Object location annotation data:

%%

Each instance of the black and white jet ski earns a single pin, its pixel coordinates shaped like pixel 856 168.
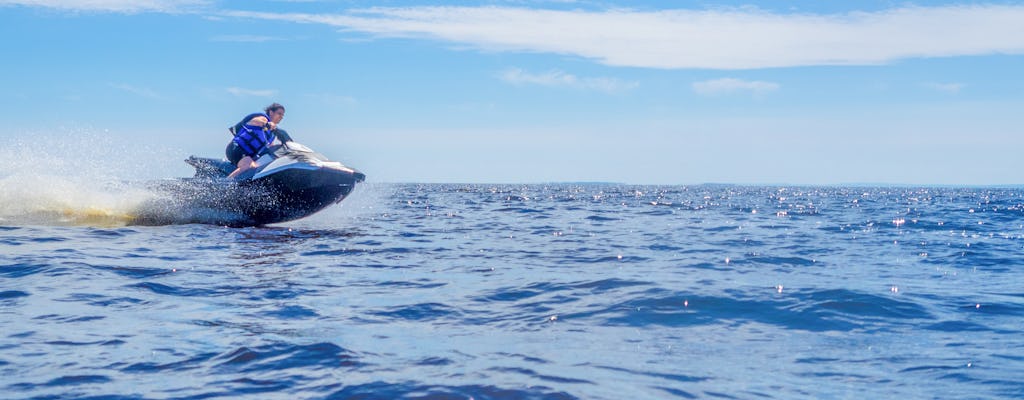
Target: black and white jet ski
pixel 291 182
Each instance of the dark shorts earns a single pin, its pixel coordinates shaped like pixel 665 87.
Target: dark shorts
pixel 233 153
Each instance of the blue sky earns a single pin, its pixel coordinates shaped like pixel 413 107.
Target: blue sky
pixel 674 92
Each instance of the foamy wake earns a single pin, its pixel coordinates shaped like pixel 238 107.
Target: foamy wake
pixel 71 179
pixel 42 200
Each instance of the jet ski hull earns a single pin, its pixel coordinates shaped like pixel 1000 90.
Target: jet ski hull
pixel 264 196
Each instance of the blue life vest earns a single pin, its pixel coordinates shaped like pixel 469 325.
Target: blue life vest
pixel 252 139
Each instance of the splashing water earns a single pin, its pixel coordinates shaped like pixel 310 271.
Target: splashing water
pixel 75 178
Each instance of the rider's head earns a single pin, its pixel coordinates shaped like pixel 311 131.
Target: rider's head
pixel 275 112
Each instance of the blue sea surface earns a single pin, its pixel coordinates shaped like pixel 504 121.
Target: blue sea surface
pixel 532 292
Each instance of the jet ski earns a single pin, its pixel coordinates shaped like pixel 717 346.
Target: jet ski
pixel 291 182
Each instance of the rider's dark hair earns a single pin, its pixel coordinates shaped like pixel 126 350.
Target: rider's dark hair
pixel 273 107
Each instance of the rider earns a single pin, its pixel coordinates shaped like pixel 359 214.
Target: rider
pixel 253 134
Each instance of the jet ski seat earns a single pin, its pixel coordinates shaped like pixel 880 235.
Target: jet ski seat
pixel 210 168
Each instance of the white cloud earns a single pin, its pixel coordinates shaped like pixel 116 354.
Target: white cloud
pixel 241 92
pixel 945 87
pixel 140 91
pixel 127 6
pixel 731 85
pixel 731 39
pixel 558 78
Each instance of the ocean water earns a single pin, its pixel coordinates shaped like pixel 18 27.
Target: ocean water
pixel 516 292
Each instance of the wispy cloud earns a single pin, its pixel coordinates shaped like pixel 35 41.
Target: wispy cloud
pixel 241 92
pixel 731 85
pixel 558 78
pixel 945 87
pixel 731 39
pixel 139 91
pixel 126 6
pixel 245 38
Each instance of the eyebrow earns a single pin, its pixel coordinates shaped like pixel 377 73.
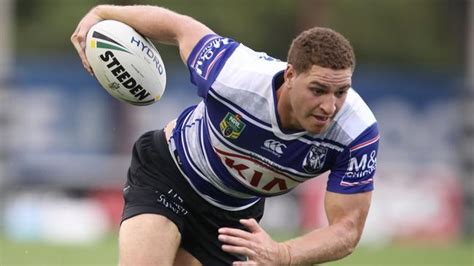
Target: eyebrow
pixel 324 86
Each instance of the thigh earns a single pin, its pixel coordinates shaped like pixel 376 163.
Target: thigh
pixel 148 239
pixel 183 257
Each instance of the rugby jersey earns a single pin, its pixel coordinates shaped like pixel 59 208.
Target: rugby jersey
pixel 231 148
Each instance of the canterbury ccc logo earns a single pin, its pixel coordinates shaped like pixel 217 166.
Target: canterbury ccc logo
pixel 274 145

%%

Task brief: Retype exactly the lines above, starting at the line containing "Each instance of the ocean" and ending with the last line, both included; leave out the pictures.

Solution:
Each instance of the ocean water earns a single pin, its pixel coordinates shaped like pixel 18 27.
Target: ocean water
pixel 516 292
Each instance of the wispy cloud earns a single pin, its pixel coordinates shaped like pixel 35 41.
Target: wispy cloud
pixel 241 92
pixel 731 85
pixel 558 78
pixel 945 87
pixel 731 39
pixel 139 91
pixel 126 6
pixel 245 38
Each instance of the eyebrow earns a single pin, its pixel coordinates shaped like pixel 377 73.
Target: eyebrow
pixel 324 86
Each instance of the thigh earns a single pin, its pixel coordinates shaped like pixel 376 163.
Target: thigh
pixel 148 239
pixel 183 257
Each instance of the rugby jersey earns a single pin, its pixel coordinates shaped like pixel 59 208.
Target: rugby jersey
pixel 231 148
Each instance of the canterbury ccc logo earns a single pin, its pixel coordinates shaped like pixel 217 166.
Target: canterbury ccc logo
pixel 274 145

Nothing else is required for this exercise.